━━━━━ SELECTED PASSAGE

Chronic obstructive pulmonary disease (COPD) is a chronic lung disease that limits lung function and causes difficulty in breathing. According to the American Lung Association, it is the third leading cause of disease-related death in the U.S. The World Health Organization estimates more than 3 million people die of the progressive disease in a single year.
Because of the prevalence of the disease and the fact that there is no universal treatment protocol, some researchers have begun exploring alternative therapies. Health care providers and families of people living with COPD are eager to find options to reduce the severity of symptoms and improve quality of life. Consequently, stem cell research is being investigated as a potential treatment for COPD.
Stem cells can be obtained from embryonic, fetal, or adult tissue. There are ethical considerations when using embryonic cells and fetal tissue, so preference is given to the use of adult stem cells taken from blood, bone marrow, fat, muscle, or teeth — or from a placenta following childbirth.
Adult stem cells help repair tissues and organs during a person’s life. They can also traverse the site of an injury to help it heal. While stem cells have been used successfully to regenerate skin, vascular tissue, bone, and cartilage, the three-dimensional architecture of the lung is a technical challenge.
Stem cell research for COPD is in its infancy in the United States. Currently, clinical trials have been only phase one or phase two studies. Most of the studies took samples of cells from an individual’s lungs, tissue, plasma, or bone marrow; processed them; and reintroduced them into the sedated donor. Researchers looked to see if there were any adverse effects, an increase in lung function, or improvement in quality of life over time.
Preclinical studies on therapies using mesenchymal stem cells (MSC) have shown promise in treating or preventing COPD and emphysema, but clinical studies haven’t been successful in replicating the results. However, the fact that MSC treatment can be tolerated is encouraging news to researchers at this time.
Chronic obstructive pulmonary disease takes an immense physical toll on the adults who have the disease, so it might be tempting to look at stem cell treatments available from for-profit entities (or those being offered in other countries) that provide compelling testimonials or promise miracle cures. Both the U.S. Food and Drug Administration (FDA) and the American Lung Association have issued warnings against pursuing unproven and unregulated stem cell treatments. The Assembly on Respiratory Cell & Molecular Biology Stem Cell Working Group strongly cautioned patients “not to participate in these or any other comparable unauthorized or unapproved stem cell interventions, unless independent credible, reliable, and objective sources of information are available to substantiate the information and claims being made.”
Stem cell therapies can offer hope for the future, but there is risk of injury or even death when participating in clinical trials. Participants should be fully briefed on experimental procedures. If you chose to be a part of a clinical trial, you should know your risks, rights, and protections. You should also be aware that your participation in a clinical trial is voluntary and you may withdraw at any time. You have the right to ask questions if anything in the informed consent document is unclear, and you should always consult your physician before agreeing to participate in a clinical trial. A list of clinical studies for stem cell treatment of COPD which are now accepting volunteer participants can be found on the National Institutes of Health website ClinicalTrials.gov.
Researchers are also looking for other alternative therapies for COPD beyond stem cell and regenerative therapy. Immunization, exercise programs, drugs, and periodontal treatments are all being explored. In total, there are more than 400 clinical trials now recruiting participants with chronic obstructive pulmonary disease.
Breathing is an essential function of life and is never taken for granted by anyone living with COPD. An increasing number of Americans are struggling each day because of this disease. Hope lives on the horizon with the promise of new drugs and therapies. Stem cells may one day offer lung restoration. Support of regulated clinical trials and research today may yield help for those living with COPD in the future.

━━━━━━━━━━
━━━━━ INFORMATION GIVEN

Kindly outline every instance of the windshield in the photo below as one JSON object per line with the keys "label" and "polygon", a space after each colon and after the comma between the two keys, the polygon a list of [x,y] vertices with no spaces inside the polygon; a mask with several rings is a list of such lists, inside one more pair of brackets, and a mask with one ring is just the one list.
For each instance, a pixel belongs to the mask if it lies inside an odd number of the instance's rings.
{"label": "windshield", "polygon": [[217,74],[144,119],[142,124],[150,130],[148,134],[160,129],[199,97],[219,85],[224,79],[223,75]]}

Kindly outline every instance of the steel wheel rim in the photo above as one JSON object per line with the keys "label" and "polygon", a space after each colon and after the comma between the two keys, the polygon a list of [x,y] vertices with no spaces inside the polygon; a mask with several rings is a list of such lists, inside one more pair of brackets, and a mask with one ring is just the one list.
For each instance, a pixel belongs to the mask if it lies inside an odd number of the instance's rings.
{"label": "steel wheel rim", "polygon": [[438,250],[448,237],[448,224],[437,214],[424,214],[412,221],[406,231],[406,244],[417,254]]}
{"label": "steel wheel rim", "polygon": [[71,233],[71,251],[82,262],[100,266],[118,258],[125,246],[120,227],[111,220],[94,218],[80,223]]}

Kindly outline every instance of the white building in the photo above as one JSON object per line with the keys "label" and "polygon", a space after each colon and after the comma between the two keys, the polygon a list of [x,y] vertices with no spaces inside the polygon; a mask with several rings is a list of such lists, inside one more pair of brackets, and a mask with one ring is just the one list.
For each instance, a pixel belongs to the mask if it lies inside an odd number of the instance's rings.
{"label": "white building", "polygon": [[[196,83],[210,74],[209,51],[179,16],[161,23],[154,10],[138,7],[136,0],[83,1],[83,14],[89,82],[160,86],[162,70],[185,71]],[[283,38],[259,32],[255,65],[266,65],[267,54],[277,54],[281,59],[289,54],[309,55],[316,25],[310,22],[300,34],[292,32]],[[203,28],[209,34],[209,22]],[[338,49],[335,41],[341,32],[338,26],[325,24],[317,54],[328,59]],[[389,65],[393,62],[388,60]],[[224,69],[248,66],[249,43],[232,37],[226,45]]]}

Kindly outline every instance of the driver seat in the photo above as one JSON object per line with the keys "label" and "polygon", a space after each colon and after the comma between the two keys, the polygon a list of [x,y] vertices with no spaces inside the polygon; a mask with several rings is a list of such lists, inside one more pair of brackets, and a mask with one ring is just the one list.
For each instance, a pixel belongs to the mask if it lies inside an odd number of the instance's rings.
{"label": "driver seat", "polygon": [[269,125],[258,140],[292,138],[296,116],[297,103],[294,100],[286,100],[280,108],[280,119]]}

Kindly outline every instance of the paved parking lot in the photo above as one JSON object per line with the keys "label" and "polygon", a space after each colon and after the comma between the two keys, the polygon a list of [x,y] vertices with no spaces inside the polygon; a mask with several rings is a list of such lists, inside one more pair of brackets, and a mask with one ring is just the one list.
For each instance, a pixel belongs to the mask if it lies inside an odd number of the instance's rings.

━━━━━━━━━━
━━━━━ INFORMATION GIVEN

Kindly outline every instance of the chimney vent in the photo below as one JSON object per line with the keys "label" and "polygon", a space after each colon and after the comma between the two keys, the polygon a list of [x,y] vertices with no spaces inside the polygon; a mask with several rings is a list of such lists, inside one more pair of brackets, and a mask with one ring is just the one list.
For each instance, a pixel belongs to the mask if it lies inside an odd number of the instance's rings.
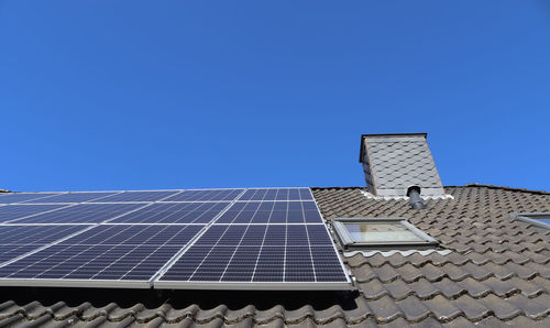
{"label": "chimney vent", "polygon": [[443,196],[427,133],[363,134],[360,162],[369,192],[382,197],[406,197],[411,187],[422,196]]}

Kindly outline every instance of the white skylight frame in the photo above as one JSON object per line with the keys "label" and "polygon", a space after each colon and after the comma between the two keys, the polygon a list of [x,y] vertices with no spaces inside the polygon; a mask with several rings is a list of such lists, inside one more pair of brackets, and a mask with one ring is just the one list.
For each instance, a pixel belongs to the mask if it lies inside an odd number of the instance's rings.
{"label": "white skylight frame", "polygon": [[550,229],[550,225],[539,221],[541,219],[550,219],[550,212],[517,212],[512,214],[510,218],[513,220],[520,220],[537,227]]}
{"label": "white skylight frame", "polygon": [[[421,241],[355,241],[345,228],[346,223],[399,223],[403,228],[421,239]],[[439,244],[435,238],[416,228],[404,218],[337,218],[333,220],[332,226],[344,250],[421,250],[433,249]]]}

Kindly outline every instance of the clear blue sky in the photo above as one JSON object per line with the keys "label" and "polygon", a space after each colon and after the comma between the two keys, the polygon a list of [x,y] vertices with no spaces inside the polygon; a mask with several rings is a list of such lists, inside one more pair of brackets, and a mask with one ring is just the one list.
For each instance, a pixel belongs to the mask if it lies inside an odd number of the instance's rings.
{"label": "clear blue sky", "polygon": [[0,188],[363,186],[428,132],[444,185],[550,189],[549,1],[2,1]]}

━━━━━━━━━━
━━━━━ INFORMATION GIVEN

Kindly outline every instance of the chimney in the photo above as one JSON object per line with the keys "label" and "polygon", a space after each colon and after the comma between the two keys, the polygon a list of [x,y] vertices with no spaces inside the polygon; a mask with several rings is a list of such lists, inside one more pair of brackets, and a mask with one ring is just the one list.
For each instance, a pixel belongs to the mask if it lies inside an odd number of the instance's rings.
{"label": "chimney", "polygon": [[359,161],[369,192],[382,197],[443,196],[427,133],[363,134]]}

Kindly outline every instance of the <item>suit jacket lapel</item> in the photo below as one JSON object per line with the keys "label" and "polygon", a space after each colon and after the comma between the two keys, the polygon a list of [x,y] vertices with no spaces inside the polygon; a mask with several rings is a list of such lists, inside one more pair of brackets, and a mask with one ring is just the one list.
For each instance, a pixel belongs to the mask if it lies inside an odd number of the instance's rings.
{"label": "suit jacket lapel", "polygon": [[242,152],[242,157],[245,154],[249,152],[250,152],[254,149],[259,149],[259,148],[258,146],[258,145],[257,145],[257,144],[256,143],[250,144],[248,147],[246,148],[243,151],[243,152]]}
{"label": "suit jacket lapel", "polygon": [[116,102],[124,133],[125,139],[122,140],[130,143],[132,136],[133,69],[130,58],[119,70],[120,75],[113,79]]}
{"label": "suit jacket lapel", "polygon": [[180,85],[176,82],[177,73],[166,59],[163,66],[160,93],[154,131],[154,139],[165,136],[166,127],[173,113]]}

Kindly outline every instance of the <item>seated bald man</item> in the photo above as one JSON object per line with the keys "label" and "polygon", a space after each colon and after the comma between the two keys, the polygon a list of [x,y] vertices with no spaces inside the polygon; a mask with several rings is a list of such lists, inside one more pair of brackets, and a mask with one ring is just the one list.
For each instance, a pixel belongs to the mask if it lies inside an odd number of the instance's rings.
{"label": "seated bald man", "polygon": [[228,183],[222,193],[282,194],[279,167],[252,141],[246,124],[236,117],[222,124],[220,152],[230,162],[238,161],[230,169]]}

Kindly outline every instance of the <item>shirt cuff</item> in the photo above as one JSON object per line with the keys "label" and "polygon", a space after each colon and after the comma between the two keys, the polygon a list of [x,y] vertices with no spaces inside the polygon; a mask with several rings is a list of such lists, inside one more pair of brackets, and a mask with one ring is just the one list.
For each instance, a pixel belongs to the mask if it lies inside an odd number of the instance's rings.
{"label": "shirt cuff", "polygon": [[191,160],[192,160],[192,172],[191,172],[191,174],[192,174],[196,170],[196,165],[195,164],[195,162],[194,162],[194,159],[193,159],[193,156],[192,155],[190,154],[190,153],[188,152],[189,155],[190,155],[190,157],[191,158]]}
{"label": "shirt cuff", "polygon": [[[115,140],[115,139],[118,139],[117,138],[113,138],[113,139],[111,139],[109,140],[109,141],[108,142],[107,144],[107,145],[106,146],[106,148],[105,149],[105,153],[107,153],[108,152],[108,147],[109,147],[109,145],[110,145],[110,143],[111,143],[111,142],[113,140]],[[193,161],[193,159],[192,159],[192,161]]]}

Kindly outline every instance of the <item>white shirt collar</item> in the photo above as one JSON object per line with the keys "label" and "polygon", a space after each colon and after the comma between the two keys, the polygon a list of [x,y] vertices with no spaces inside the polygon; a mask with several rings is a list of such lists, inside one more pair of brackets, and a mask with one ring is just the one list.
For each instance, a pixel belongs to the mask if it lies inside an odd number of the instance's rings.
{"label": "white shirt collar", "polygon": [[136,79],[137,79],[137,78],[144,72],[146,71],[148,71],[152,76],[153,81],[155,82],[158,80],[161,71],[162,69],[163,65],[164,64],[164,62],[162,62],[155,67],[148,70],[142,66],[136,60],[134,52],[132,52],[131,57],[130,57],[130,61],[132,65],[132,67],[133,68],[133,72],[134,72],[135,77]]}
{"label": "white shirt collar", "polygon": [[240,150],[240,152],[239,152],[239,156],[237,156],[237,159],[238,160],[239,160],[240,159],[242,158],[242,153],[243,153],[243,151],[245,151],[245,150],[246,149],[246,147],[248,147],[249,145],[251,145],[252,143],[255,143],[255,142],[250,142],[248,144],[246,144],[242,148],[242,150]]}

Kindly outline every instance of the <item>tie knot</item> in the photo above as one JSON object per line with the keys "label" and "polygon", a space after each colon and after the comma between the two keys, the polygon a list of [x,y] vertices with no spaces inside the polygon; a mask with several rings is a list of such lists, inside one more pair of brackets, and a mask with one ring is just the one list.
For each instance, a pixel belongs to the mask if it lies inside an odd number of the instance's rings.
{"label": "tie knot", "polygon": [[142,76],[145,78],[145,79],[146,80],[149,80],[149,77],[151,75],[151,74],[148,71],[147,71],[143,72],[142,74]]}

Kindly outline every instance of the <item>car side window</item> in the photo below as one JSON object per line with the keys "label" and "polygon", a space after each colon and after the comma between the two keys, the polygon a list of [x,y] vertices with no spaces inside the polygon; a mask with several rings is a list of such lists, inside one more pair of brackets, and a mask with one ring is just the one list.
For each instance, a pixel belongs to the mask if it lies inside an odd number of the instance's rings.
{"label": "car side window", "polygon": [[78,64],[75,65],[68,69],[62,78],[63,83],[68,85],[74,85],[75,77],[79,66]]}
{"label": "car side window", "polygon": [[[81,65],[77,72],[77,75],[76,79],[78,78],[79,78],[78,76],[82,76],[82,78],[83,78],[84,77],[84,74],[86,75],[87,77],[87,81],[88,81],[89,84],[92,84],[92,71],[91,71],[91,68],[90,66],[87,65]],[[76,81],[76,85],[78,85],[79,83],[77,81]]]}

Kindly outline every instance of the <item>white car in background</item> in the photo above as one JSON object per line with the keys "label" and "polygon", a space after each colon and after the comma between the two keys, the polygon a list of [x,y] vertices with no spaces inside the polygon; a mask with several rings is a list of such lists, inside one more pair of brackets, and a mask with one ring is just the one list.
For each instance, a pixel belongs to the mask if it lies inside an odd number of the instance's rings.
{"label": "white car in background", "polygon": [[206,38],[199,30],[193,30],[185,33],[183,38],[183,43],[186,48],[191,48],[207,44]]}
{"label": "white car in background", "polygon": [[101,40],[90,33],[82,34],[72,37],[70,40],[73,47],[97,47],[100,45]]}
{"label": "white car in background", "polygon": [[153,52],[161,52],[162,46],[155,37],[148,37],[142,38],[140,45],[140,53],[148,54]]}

━━━━━━━━━━

### TASK INSTRUCTIONS
A – Echo the COPD article from "Chronic obstructive pulmonary disease (COPD)" to "treatment for COPD.".
B – For each statement, answer yes or no according to the COPD article and quote the words that decide it: (i) The World Health Organization estimates that more than 3 million people die of COPD in a single year. (ii) Clinical studies have replicated the preclinical results of mesenchymal stem cell therapies. (iii) Embryonic stem cells are preferred over adult stem cells.
These entries are separate material and have nothing to do with the COPD article.

### SOLUTIONS TO THE PROBLEMS
A –
Chronic obstructive pulmonary disease (COPD) is a chronic lung disease that limits lung function and causes difficulty in breathing. According to the American Lung Association, it is the third leading cause of disease-related death in the U.S. The World Health Organization estimates more than 3 million people die of the progressive disease in a single year.
Because of the prevalence of the disease and the fact that there is no universal treatment protocol, some researchers have begun exploring alternative therapies. Health care providers and families of people living with COPD are eager to find options to reduce the severity of symptoms and improve quality of life. Consequently, stem cell research is being investigated as a potential treatment for COPD.

B –
(i) Yes: "The World Health Organization estimates more than 3 million people die of the progressive disease in a single year."
(ii) No: "clinical studies haven’t been successful in replicating the results."
(iii) No: "preference is given to the use of adult stem cells"